Source excerpt ▸
-- Start --

A collar strategy is a hedging technique commonly used by investors holding concentrated stock positions—particularly founders and early employees with significant equity stakes. The strategy involves purchasing a put option (downside protection) while simultaneously selling a call option (upside cap) on the same underlying stock. The premium received from selling the call helps offset or entirely pay for the put, making it a cost-effective way to establish a price floor and ceiling.
How It Works
Here's the mechanics: You own 10,000 shares of company stock trading at $100. You buy a put option with a $90 strike price (your floor) and sell a call option with a $120 strike price (your ceiling). If the stock drops to $70, your put protects you at $90—you won't lose more. If it rallies to $150, your call caps your gain at $120. The premium from selling the call typically pays for the put, sometimes entirely, resulting in zero net cost.
Why It Matters for Investors
For high-net-worth individuals and entrepreneurs, collar strategies solve a critical problem: concentrated wealth in illiquid or restricted securities. Rather than selling shares outright—which triggers taxes and dilutes control—a collar lets you sleep at night knowing downside risk is capped. This is particularly valuable during lockup periods following IPOs, when founders want protection but can't immediately diversify. The strategy also enables better decision-making by removing panic from volatile price swings.

-- End --

Supplied information ▸
-- Start --

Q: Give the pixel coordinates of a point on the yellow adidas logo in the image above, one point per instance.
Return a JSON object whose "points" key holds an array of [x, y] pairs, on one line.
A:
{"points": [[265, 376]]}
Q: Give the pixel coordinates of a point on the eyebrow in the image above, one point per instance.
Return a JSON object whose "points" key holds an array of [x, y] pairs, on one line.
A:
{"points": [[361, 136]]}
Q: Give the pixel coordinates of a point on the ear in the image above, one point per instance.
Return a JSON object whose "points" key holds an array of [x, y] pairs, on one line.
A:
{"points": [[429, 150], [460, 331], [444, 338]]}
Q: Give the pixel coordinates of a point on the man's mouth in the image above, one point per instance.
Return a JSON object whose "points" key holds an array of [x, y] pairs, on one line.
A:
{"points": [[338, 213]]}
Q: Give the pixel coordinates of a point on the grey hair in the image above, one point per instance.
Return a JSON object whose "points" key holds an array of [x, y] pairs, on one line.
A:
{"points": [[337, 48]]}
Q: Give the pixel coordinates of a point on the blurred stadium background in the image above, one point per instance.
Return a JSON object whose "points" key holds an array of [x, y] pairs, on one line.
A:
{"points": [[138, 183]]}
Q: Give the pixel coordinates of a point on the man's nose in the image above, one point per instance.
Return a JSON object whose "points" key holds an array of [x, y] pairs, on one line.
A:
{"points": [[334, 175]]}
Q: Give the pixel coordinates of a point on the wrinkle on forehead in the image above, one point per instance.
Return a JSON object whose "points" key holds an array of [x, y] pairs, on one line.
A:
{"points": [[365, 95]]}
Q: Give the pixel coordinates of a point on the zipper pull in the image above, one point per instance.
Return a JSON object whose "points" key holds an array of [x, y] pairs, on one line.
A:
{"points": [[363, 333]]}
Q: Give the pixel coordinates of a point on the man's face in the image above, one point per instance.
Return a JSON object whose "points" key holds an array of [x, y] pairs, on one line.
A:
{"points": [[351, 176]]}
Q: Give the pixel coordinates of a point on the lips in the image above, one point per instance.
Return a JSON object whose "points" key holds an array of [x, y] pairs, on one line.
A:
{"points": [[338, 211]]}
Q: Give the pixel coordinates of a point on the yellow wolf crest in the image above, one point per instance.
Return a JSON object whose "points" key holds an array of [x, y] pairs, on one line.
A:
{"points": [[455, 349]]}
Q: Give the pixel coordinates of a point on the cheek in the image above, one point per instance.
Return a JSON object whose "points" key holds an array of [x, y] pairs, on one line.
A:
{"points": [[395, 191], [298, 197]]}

-- End --

Tasks to carry out ▸
1. Answer these questions about the collar strategy text, using only what it states.
(a) In the example, what strike price does the sold call option carry?
(b) According to the text, what two drawbacks come from selling shares outright?
(c) During what periods does the text say a collar is particularly valuable?
2. Reproduce the entries from the line containing "Q: Give the pixel coordinates of a point on the wrinkle" through the end of the entries, including the requests. Multiply every coordinate in the answers by 0.95 and round each result to a whole number, rounding halves up.

Replies ▸
1.
(a) $120
(b) It triggers taxes and dilutes control.
(c) During lockup periods following IPOs

2.
Q: Give the pixel coordinates of a point on the wrinkle on forehead in the image above, one point per instance.
Return a JSON object whose "points" key holds an array of [x, y] pairs, on one line.
A:
{"points": [[347, 90]]}
Q: Give the pixel coordinates of a point on the zipper pull in the image above, one point per instance.
Return a JSON object whose "points" key holds an array of [x, y] pairs, on one line.
A:
{"points": [[345, 316]]}
Q: Give the pixel coordinates of a point on the man's face in the image above, one point per instance.
Return a JSON object whose "points" key holds an array of [x, y] pairs, on one line.
A:
{"points": [[333, 167]]}
Q: Give the pixel coordinates of a point on the lips in the image above, one point per instance.
Return a JSON object whose "points" key holds an array of [x, y] pairs, on one line.
A:
{"points": [[321, 200]]}
Q: Give the pixel coordinates of a point on the yellow wolf crest in the image above, one point per instance.
Return a JSON object whose "points" key holds an array of [x, y] pairs, on one line.
A:
{"points": [[432, 332]]}
Q: Give the pixel coordinates of a point on the cheek in the image above, one point per instance.
Return a JSON object whose "points" key holds an array of [x, y] pairs, on one line.
A:
{"points": [[375, 181], [283, 187]]}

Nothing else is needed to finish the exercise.